● **Excerpt**
Decision:          2002 ME 148

Docket:            Han-02-211


   On Briefs:     July 22, 2002

Decided:           August 28, 2002



Majority:         CLIFFORD, RUDMAN, DANA, and CALKINS, JJ.

Concurrence:    SAUFLEY, C.J. and ALEXANDER and LEVY, JJ.





IN RE RACHEL J. et al.




            [¶1]  The father of Rachel J. and Frank J. appeals from a jeopardy determination entered in the District Court (Ellsworth, Staples, J.), contending that the court erred in refusing to admit proffered reputation evidence, in admitting evidence of his prior sexual abuse of other family members, and in finding that his children were in jeopardy because he posed a threat of sexual abuse.  Because we conclude that the court's error in refusing to admit the reputation testimony was harmless, and because we find no other error, we affirm.


            [¶2]  The following facts are undisputed.  The father and the mother of the children were divorced in August 2000.  The divorce judgment placed the children, Rachel and Frank, with the father.  Beginning in August 2000, K.B., a sixteen-year-old girl who was several months pregnant, lived with the father and the two children in a house owned by the father's mother.  K.B. left the house in October 2000 and moved in briefly with her father before being placed in a foster home.

            [¶3]  In October 2001, the Department of Human Services (DHS) filed a petition for a child protection order for Rachel and Frank, alleging that the children faced a threat of sexual abuse by the father.  The petition alleges that the father "sexually abused an adolescent girl who was temporarily residing in his residence," and that the father's relatives have expressed concerns about his inappropriate behavior with other minor children.

            [¶4]  The court held a jeopardy hearing at which most of the material facts were disputed.  K.B. testified that she had sex with the father many times while she lived with him.  The father's sister testified that Frank called her and said he saw his father and a house guest taking turns having sex with K.B.  K.B.'s foster mother also testified that K.B. reported that she had sex with the father and that she was scared for Rachel.

            [¶5]  The father's nephew and two of his nieces testified that he sexually abused them when they were children and he was a teenager.  They testified about multiple incidents, including making one niece rub against his genitals; making the other niece perform and receive oral sex and forcing intercourse on her; and sodomizing the nephew and making him perform and receive oral sex.  The father raised a relevance objection to one niece's testimony, but the court overruled it.

            [¶6]  The father denied that he had sex with K.B.  He also denied that he molested members of his family.  He testified that he caught K.B. having sex with other men while she was living with him.

            [¶7]  The father's mother testified that she had seen another man visit K.B.  She also testified that she never heard the father come upstairs to K.B. and Rachel's room at night.

            [¶8]  During his examination of Rachel, the father attempted to establish a foundation for evidence of K.B.'s reputation in the community for truthfulness:


Q. . . [D]o you know members of [K.B.'s] family?


A       Yes.


Q       . . . [H]ow do you know members of her family?


A When I was younger, I knew this guy named Ernie.  And he got involved with this--her mother.  Her name was Jennifer or something like that.  And I met her that way.


. . .


Q. . . [H]ave you had occasion to talk with members of her family?

● **Task description**
Please answer these questions about the court decision:
(a) In what month and year were the children's parents divorced?
(b) Which agency filed the petition for a child protection order in October 2001?
(c) What did the father's mother testify that she never heard?
The lines after this decision come from an unrelated source.

● **Data block**

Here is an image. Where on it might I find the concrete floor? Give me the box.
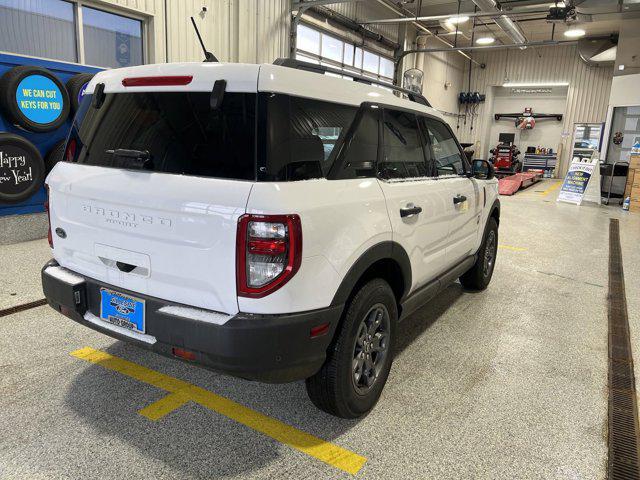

● **Task output**
(a) August 2000
(b) The Department of Human Services (DHS)
(c) The father coming upstairs to K.B. and Rachel's room at night